Prompt -> Pick out and copy every line of the listing below that contains the word "white", counting a line only when the case matches.

Records excerpted from a collection ->
— Begin —
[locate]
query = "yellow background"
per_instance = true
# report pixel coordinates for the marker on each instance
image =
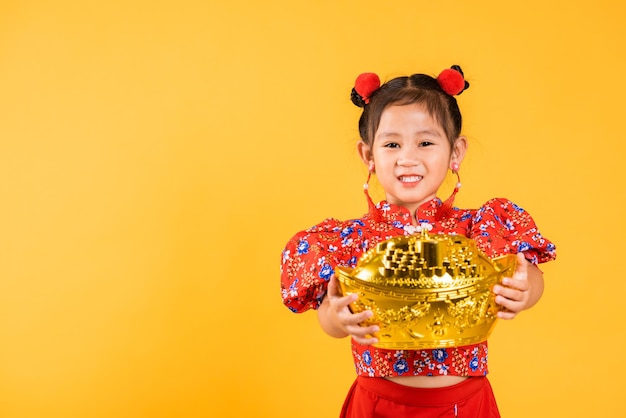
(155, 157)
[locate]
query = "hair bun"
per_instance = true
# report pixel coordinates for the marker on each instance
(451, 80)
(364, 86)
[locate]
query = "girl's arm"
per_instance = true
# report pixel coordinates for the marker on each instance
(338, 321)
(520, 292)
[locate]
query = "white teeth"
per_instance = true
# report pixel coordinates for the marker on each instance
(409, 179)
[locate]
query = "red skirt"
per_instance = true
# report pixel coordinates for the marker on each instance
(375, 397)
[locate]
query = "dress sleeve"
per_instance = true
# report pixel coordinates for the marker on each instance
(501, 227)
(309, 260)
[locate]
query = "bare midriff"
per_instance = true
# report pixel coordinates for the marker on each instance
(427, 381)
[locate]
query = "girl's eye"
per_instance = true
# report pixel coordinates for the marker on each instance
— End —
— Begin —
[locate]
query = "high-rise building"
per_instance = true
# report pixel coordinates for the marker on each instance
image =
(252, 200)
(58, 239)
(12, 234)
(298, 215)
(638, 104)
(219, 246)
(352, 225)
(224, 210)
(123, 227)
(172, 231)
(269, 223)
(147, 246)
— End —
— Begin —
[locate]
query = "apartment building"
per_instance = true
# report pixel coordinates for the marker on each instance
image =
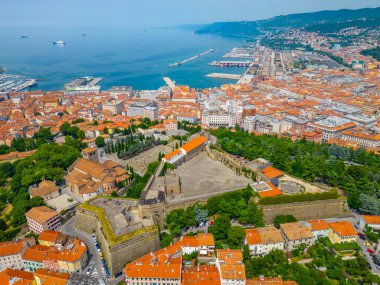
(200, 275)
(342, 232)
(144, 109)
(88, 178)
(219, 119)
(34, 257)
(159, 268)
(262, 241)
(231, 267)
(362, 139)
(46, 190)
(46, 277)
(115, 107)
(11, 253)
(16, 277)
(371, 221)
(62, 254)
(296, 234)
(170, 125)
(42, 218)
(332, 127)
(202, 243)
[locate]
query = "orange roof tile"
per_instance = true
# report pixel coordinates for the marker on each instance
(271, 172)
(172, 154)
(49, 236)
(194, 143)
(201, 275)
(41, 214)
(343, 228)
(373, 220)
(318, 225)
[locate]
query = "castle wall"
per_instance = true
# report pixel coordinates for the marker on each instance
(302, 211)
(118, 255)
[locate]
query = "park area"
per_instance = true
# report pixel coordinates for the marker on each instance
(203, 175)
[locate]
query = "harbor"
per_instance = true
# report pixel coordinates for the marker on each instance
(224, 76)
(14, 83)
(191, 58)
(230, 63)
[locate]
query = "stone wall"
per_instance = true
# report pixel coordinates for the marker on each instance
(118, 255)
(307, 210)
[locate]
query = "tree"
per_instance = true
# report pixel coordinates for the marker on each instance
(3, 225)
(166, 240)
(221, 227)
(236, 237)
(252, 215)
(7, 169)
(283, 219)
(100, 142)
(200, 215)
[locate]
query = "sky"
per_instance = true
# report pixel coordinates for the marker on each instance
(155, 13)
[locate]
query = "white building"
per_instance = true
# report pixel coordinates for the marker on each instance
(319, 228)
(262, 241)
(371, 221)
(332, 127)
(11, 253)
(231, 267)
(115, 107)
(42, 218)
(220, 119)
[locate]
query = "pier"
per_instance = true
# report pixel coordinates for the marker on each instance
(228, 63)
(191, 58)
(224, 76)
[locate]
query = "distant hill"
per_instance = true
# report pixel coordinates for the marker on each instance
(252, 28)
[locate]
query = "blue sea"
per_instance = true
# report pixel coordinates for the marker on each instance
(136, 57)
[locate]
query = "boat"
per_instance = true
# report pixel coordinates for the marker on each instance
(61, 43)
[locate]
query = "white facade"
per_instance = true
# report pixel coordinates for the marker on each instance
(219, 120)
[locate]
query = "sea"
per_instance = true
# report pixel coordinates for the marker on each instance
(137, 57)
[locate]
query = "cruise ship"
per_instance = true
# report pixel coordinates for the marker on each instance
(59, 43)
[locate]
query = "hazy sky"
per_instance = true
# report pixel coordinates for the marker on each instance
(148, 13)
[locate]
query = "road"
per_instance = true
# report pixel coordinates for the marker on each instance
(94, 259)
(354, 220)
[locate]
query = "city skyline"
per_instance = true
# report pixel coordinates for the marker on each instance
— End —
Result ->
query = "white teeth"
query = "white building"
query = "white facade"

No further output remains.